Your goal »
Reproduce all of the data below, swapping every occurrence of "instance" for "region" and keeping everything else the same.

--- START OF Input for this task ---

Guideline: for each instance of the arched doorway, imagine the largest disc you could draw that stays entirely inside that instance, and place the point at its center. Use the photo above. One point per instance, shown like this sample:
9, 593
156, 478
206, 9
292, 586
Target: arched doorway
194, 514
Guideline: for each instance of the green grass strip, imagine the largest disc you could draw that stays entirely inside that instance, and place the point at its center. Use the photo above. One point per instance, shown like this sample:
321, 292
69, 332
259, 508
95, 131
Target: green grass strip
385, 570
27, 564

--- END OF Input for this task ---

Correct response »
Guideline: for each region of the arched doorway, imagine the largest disc you could draw that stays entirely inside that region, and place the point at its center. Use the photo above. One point per region, shown like this sample:
9, 593
156, 478
206, 9
292, 586
Target: arched doorway
194, 514
Guideline: for each region of the green grass strip, imagine the largest disc you could draw that stays entirely inside that region, and place the point at its center. Use the photo above. One point per region, shown like this sample:
321, 292
69, 332
259, 508
95, 131
Target: green grass strip
385, 570
27, 564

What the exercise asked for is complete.